[Region pointing data]
Content starts

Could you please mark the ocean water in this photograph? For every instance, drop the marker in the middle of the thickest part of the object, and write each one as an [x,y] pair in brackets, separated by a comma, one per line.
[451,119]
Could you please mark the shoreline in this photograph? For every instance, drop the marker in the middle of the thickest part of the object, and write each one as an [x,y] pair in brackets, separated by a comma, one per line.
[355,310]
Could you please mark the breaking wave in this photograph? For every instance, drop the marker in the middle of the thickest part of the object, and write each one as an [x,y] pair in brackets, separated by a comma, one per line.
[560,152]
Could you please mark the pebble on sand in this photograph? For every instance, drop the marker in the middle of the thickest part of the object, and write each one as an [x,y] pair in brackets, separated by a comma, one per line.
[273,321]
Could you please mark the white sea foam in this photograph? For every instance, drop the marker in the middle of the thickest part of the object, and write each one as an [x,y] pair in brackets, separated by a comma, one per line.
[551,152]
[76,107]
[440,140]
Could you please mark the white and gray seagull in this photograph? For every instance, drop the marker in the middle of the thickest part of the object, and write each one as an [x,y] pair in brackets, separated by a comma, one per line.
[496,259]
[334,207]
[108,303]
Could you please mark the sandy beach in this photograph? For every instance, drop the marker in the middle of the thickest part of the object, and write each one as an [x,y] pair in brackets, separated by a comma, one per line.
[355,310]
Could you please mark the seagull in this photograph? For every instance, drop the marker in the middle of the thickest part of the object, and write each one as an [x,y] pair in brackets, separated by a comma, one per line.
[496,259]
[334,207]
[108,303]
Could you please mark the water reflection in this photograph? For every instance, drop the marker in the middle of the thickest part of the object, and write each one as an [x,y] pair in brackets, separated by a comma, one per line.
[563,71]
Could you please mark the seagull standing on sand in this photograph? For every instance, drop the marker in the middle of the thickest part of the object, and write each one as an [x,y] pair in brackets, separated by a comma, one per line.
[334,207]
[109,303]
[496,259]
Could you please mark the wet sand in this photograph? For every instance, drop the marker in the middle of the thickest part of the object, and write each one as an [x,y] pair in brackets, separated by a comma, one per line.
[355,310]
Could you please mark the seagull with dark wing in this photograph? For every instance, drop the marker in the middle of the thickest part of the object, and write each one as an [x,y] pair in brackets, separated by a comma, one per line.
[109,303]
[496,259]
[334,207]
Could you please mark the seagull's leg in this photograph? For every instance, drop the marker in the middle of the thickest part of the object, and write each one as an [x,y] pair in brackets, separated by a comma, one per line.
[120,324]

Content ends

• **EXERCISE DIRECTIONS**
A word-for-word restatement of the records above from the line containing "Could you please mark the seagull with" to their final line is all the answer should hold.

• **THE COMPLETED TASK**
Could you please mark the seagull with dark wing in this photograph? For every instance, drop the marker in the middle of the thickest part of the object, and write each one as an [x,y] pair in brackets, separated by a comma, one per line.
[109,303]
[496,259]
[334,207]
Could you please mark the seagull's leg in this photograph? For every instance, drop the marker in the middle of the thickest part of the object, and write each one as an [x,y] pair in brackets, separated by a comma, one per line.
[120,324]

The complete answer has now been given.